-- begin DATA LINES --

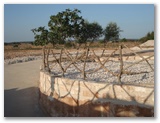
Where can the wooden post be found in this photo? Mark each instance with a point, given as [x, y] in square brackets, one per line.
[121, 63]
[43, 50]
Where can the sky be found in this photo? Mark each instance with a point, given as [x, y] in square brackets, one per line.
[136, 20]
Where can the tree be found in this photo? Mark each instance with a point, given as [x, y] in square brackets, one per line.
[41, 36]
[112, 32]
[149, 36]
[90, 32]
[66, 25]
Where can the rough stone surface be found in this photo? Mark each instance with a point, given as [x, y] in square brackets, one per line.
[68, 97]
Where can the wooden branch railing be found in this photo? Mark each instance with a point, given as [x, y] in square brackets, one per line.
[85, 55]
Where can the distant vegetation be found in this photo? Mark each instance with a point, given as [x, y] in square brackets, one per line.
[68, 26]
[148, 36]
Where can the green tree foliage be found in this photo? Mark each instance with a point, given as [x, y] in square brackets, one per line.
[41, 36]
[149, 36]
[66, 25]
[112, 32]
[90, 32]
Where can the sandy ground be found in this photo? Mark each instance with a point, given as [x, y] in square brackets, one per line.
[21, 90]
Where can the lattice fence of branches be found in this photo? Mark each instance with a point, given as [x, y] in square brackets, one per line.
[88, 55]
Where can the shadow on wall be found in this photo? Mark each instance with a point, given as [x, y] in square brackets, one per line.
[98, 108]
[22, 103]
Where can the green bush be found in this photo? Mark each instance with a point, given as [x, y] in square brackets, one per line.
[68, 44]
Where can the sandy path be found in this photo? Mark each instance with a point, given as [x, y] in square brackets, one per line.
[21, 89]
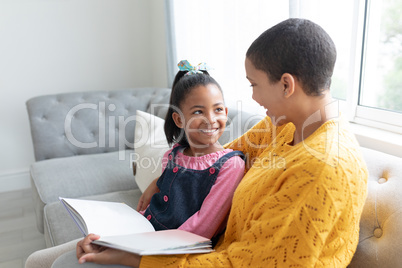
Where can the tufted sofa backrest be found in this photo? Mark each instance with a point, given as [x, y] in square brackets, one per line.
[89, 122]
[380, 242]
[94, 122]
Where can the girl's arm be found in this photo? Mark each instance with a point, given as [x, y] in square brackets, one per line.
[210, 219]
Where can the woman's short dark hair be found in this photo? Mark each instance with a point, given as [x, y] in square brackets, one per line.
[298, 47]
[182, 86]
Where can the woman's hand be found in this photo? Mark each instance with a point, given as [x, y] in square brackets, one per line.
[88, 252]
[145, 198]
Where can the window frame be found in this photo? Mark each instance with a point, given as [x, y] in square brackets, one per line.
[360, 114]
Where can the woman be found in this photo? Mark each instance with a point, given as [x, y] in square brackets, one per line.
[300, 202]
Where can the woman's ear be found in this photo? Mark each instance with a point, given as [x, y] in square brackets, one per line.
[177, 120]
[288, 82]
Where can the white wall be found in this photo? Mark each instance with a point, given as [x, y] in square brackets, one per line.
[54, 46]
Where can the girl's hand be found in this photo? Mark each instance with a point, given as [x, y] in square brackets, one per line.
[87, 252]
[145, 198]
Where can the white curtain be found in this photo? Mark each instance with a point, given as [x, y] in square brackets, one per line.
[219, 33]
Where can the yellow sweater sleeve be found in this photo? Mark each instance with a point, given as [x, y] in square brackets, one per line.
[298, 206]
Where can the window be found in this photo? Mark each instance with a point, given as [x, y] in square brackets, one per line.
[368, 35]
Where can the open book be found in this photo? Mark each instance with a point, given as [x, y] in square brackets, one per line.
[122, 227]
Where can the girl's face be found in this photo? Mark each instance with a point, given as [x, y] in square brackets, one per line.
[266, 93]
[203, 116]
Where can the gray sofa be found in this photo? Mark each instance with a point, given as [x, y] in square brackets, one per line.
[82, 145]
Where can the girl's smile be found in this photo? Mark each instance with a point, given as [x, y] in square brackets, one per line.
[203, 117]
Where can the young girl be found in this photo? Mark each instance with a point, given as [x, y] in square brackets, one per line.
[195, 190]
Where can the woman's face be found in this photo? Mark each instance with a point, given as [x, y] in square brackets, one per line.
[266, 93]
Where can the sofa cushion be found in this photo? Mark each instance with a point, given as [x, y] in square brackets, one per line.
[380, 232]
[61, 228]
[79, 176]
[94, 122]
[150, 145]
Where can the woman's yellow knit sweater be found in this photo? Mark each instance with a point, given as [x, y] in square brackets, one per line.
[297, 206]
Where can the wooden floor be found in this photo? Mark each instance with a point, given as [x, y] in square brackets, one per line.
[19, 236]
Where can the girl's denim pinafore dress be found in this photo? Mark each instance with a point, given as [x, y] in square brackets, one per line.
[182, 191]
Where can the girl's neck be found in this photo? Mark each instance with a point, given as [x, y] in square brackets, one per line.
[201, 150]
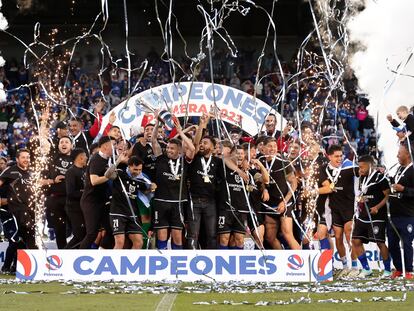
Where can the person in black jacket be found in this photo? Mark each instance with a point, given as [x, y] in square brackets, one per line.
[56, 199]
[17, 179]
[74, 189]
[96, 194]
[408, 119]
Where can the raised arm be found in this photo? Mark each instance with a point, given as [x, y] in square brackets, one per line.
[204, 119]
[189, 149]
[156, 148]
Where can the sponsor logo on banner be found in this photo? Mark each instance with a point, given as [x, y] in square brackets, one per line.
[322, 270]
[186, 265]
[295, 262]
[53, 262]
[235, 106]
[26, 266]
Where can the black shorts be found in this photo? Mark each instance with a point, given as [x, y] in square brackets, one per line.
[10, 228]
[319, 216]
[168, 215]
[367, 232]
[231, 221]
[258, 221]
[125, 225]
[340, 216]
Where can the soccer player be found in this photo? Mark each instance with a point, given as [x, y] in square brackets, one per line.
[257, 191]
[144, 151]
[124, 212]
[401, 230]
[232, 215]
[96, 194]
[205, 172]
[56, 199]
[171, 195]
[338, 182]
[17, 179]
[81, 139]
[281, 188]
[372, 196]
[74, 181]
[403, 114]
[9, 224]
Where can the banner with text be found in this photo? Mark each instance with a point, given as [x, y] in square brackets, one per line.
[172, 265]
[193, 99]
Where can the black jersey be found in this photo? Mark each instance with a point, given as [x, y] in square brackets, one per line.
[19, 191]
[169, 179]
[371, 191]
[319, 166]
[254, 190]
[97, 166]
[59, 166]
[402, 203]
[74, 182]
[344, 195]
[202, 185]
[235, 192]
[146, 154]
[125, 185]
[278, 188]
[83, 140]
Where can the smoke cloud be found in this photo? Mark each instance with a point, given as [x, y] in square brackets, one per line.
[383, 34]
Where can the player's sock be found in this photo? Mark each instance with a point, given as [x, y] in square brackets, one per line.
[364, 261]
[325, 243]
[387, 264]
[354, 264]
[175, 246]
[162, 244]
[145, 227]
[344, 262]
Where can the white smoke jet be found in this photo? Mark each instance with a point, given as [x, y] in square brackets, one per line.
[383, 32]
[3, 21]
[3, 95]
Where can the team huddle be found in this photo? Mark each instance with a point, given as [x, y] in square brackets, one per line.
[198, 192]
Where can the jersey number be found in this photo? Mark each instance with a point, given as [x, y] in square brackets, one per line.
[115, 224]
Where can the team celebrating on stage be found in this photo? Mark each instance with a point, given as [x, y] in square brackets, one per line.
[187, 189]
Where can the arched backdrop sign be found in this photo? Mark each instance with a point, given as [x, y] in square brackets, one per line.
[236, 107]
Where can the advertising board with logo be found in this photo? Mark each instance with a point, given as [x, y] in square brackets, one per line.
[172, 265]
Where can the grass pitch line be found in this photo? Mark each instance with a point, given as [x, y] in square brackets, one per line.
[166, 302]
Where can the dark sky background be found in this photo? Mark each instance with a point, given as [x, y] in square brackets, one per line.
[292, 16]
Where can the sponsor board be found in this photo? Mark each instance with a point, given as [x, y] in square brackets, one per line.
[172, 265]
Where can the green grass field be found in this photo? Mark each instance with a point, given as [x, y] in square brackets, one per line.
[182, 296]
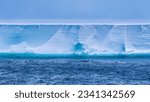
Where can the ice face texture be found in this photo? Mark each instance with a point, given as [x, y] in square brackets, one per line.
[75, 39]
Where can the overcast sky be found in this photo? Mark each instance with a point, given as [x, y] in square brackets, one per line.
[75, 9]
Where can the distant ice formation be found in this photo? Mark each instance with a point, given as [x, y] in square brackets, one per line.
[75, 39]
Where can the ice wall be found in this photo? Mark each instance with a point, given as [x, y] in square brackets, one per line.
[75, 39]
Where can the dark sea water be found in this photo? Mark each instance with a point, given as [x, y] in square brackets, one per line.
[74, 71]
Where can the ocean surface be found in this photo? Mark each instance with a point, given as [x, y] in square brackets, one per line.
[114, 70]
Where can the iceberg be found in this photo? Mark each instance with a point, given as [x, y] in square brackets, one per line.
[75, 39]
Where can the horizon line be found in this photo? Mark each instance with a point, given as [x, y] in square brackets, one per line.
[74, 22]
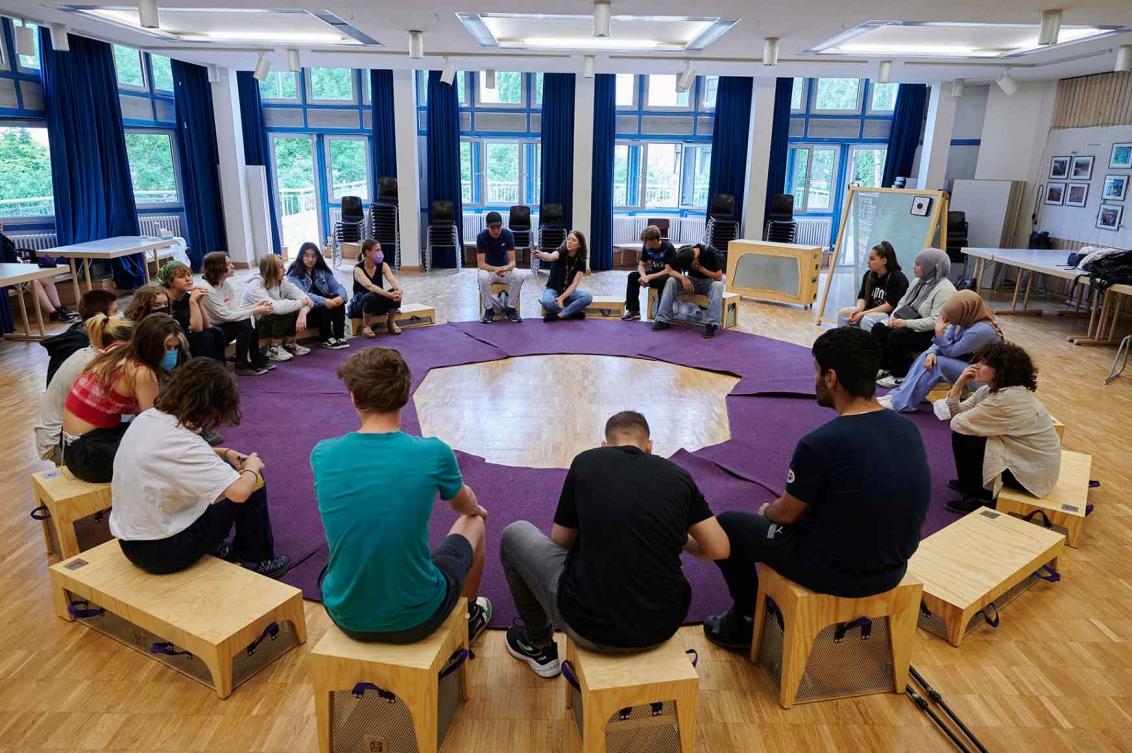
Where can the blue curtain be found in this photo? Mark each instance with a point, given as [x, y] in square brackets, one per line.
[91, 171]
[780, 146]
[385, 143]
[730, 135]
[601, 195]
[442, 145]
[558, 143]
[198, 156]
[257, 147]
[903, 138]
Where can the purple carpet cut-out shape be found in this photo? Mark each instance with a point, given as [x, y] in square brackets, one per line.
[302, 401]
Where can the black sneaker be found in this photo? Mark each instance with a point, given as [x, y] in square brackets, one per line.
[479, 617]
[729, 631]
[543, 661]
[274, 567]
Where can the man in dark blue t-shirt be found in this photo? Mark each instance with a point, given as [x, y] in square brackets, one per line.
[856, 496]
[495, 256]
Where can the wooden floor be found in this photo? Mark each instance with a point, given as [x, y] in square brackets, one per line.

-- end DATA LINES --
-- begin DATA LINES --

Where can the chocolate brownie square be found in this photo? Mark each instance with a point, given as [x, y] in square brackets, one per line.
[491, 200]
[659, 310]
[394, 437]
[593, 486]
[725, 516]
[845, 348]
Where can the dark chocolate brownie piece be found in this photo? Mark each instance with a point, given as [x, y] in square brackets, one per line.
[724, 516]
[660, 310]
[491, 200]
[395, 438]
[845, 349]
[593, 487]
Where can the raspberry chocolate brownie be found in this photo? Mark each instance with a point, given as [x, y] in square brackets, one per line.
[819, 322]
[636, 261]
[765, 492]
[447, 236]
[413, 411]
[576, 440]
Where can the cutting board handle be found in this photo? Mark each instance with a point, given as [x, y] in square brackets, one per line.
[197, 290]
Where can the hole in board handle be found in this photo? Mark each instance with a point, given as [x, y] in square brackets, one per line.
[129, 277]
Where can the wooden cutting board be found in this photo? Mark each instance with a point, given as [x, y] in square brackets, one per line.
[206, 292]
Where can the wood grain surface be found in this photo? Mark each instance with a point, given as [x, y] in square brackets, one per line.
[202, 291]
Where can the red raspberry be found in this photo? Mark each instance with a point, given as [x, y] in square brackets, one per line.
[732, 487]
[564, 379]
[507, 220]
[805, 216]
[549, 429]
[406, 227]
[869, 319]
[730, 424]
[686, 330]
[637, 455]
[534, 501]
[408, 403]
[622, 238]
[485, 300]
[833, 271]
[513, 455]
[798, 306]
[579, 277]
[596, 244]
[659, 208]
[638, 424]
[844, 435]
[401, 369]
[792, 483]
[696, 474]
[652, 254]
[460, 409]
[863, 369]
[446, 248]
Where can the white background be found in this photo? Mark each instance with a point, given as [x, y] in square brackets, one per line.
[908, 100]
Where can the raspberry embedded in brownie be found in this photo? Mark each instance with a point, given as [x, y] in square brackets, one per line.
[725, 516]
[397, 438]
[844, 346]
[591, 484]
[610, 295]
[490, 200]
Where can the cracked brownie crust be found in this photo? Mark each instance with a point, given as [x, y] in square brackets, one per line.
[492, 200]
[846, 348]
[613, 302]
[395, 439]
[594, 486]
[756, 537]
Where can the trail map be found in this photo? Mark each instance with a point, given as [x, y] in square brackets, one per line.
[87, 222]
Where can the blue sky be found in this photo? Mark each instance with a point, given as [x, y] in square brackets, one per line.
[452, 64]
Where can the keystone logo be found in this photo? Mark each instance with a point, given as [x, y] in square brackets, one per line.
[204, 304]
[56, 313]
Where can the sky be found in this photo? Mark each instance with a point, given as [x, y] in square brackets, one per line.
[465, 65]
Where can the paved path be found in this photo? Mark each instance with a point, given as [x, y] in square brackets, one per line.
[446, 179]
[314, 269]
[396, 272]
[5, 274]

-- end DATA LINES --

# AIM OF THE TASK
Locate each line in the records that contains the string "sandy", and copy those lines. Matching is case-sensitive.

# RESPONSE TO THE TASK
Where can the sandy ground be found in this photo? Mark each instance with a point, given as [x, y] in square brackets, one per line.
Where can the sandy path be found in this photo? Mark each instance with a point, given as [x, y] in square brackets, one per line.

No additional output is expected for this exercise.